• **Problem to solve**
Exclude the pictures and reproduce the remaining data exactly as written.

-- Begin --

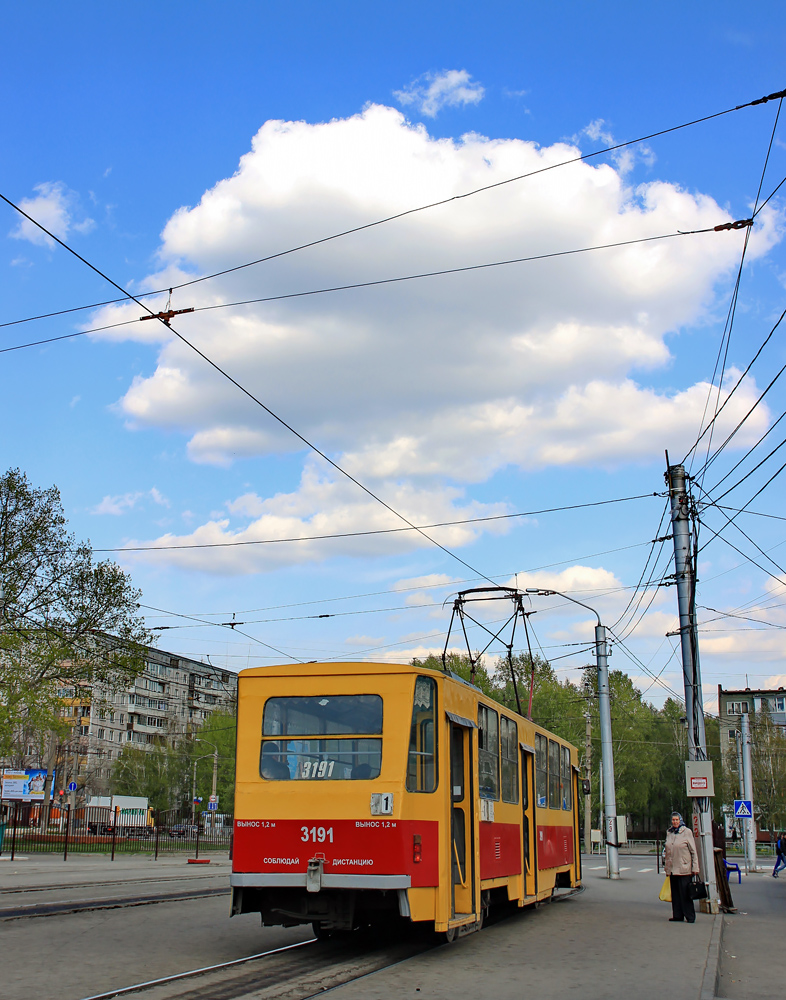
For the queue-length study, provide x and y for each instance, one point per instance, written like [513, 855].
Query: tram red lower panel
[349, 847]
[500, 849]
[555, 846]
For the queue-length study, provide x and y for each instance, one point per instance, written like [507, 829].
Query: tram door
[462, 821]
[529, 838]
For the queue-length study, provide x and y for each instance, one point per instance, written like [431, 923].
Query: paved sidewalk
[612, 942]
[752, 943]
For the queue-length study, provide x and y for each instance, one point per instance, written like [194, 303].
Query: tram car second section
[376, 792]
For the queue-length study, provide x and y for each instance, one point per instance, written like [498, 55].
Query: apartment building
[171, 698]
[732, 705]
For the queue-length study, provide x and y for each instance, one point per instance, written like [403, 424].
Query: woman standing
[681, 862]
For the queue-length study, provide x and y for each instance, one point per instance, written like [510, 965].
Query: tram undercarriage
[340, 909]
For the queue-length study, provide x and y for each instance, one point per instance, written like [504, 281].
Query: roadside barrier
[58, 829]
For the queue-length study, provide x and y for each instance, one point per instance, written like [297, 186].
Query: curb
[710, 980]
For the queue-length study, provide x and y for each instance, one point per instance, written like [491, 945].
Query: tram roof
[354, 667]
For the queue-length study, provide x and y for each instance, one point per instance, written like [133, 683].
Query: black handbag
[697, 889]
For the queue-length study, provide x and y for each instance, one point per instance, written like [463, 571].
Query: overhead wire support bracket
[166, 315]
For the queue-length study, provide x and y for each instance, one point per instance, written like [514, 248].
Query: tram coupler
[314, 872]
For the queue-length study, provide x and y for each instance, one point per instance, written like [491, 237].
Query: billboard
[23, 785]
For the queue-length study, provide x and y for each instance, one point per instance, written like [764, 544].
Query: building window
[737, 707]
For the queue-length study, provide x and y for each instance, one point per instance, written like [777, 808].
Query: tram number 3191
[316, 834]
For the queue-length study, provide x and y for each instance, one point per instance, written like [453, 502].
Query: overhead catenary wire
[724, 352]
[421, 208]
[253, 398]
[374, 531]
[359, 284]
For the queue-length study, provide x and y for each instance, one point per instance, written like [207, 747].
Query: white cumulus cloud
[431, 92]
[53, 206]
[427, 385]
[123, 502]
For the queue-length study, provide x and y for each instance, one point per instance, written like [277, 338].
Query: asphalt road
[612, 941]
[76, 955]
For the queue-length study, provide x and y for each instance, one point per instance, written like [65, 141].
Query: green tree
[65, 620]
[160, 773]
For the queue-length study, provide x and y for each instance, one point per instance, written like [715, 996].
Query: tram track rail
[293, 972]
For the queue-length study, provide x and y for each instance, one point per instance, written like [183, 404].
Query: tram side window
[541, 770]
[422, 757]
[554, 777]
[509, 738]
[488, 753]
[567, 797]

-- End --

• **Finished task**
For the queue-length study, provide x and y for each instance, one point per instance, written like [513, 855].
Query: tram red lower panel
[349, 847]
[500, 849]
[555, 846]
For the queue-length study, provide x and y for each instance, one point per instance, written like [507, 829].
Query: tram door
[462, 821]
[529, 838]
For the queue-length study, provide x and y for each instance, one point per instance, written like [431, 923].
Query: paved sidewalk
[612, 942]
[752, 943]
For the queue-length study, provide x and y for each instance, one point per instance, written like [194, 303].
Query: tram car second section
[376, 792]
For the queue-length study, provide x and y for each instance, one point per instance, written like [498, 55].
Query: apartment building
[171, 698]
[732, 705]
For the queue-length study, provide x and y for each instance, one point per instance, written like [403, 424].
Query: woman standing
[681, 862]
For the queue-length study, provide x and y for each instance, one point per instance, written like [510, 965].
Query: tram undercarriage
[340, 909]
For the queue-length study, provide x and y for each instance, one point per instance, written like [504, 281].
Query: roadside barrier
[58, 829]
For the queue-length study, provide x and y for each instance, one point per instance, written like [297, 186].
Query: curb
[710, 980]
For the queue-length study, provide x and y for each instance, one point per instance, written like [491, 945].
Query: tram roof
[354, 667]
For the queue-length study, provide x and y for each instance, one point per instance, written like [133, 683].
Query: black handbag
[697, 889]
For the queue-length study, provide x and y for each instance, one point per instance, written like [463, 571].
Query: overhead wire support bracket
[166, 315]
For the queue-length study, provide x and y for each instance, one point per instance, written like [514, 248].
Query: tram coupler
[314, 872]
For the queue-length study, provide x and y for each instance, one point per instance, written like [491, 237].
Query: billboard
[23, 785]
For the queue-length study, provide x and y for each instance, one point per instance, written like [764, 544].
Query: building window
[737, 707]
For the queue-length study, provide x and y for each instance, one point per instance, written like [777, 808].
Query: tram number 3191
[316, 834]
For the queue-length study, provide x and y for each instance, one point per instance, written like [453, 502].
Query: overhead catenary wire
[724, 352]
[421, 208]
[253, 398]
[374, 531]
[359, 284]
For the queue-length study, provide x and y for each instance, one point per instance, written like [207, 747].
Query: white cumulus cloud
[431, 92]
[53, 206]
[427, 385]
[123, 502]
For the queue-length study, provide x and y for each instance, one point per instance, written like [277, 338].
Query: asphalt road
[612, 941]
[76, 955]
For the queue-length study, provide x and y for each instance, one point per instance, written like [65, 141].
Query: green tree
[65, 620]
[160, 773]
For the queue-length study, provide x and y for each instance, one point per instance, written like [715, 996].
Query: tram track rail
[293, 972]
For the queue-length study, provide x and y for each instance, one point per instance, written like [183, 404].
Query: tram side window
[541, 770]
[422, 757]
[554, 777]
[509, 738]
[488, 753]
[567, 797]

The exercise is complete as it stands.